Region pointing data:
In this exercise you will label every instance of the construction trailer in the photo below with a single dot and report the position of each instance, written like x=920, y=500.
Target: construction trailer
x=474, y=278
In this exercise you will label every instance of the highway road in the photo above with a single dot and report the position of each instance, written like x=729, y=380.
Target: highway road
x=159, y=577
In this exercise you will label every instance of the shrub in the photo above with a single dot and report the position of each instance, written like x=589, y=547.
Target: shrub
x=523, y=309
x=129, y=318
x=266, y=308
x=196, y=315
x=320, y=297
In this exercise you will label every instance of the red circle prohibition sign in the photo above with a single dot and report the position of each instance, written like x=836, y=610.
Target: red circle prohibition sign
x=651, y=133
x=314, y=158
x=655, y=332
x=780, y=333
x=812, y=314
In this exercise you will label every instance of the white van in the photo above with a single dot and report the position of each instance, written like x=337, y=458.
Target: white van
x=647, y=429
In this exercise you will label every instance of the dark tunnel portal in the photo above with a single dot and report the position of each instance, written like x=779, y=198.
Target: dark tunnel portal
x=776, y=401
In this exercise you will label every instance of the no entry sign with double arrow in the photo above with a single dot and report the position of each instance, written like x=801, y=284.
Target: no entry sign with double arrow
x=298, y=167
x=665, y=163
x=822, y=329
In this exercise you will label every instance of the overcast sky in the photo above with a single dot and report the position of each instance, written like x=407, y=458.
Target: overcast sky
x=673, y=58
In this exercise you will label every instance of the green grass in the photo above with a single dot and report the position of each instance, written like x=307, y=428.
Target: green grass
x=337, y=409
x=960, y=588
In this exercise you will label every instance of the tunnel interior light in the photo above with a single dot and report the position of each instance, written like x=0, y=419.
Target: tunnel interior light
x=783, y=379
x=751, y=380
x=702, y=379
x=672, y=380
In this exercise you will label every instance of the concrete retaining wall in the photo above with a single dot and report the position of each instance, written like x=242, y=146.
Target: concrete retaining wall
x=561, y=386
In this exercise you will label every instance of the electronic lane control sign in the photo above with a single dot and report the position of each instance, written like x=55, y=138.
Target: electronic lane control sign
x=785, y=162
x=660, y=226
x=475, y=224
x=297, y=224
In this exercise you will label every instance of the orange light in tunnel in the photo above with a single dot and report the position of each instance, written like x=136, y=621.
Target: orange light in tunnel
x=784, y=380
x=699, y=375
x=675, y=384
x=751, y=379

# YOUR TASK
Write out all the records again, exactly as they appear.

# FINISHED TASK
In this exercise you will label every instance of the construction trailer in the photo below with a single dot and report the position of each instance, written like x=920, y=500.
Target: construction trailer
x=474, y=278
In this exercise you will label every instance of the highway road in the photo above with a single dot and report the position of each instance, written like x=729, y=380.
Target: highway road
x=159, y=577
In this exercise you will label every instance of the shrub in the photo above with a single dot and report the position of each instance, written like x=589, y=547.
Target: shrub
x=523, y=309
x=129, y=318
x=266, y=308
x=196, y=315
x=320, y=297
In this exercise you will label every instance of the red circle prohibition sign in the photo above with a single dot and report the position of each instance, written like x=836, y=610.
Target: red circle prohibition sign
x=651, y=133
x=314, y=158
x=655, y=332
x=780, y=333
x=812, y=314
In this exercise you will label every instance of the white van in the photo above with a single dot and report the position of each instance, written like x=337, y=458.
Target: white van
x=647, y=429
In this exercise you will label every instance of the dark tunnel portal in the photo above with a single dot and report the position of each instance, written like x=779, y=198.
Target: dark tunnel portal
x=776, y=401
In this exercise you will label every instance of the no entry sign with double arrow in the photo above with a single dot and report the position of each instance, written like x=801, y=284.
Target: no entry sign with double arrow
x=298, y=167
x=665, y=163
x=822, y=329
In this exercise you will label every instance of the overcast sky in the photo above with a single dot and report the position of each instance, written like x=407, y=458.
Target: overcast sky
x=673, y=58
In this exercise you will label every instance of the green grass in the photo above with a single dot and report the position of each instance, written like x=307, y=428.
Target: green grass
x=337, y=409
x=960, y=588
In this exercise you will label every instance of the tunnel interior light in the photo above with a single dot and report the position of each instance, written like x=0, y=419.
Target: tunnel interior light
x=783, y=379
x=751, y=380
x=702, y=379
x=672, y=380
In this exercise you will label every instance of the concrete retaining wall in the photo above with a single dot and report the position of each instance, written like x=242, y=146.
Target: concrete retaining wall
x=561, y=386
In this exercise you will label every instance of the electronic lane control sign in the photo above with a single dot and report the position of each instance, written like x=55, y=138.
Target: electronic lane control sign
x=785, y=162
x=660, y=226
x=475, y=224
x=297, y=224
In this exercise you will label every instance of the orange light in tunnel in the photo above with a single dot and report the position of each instance, written like x=136, y=621.
Target: orange light in tunnel
x=784, y=380
x=699, y=375
x=675, y=384
x=751, y=379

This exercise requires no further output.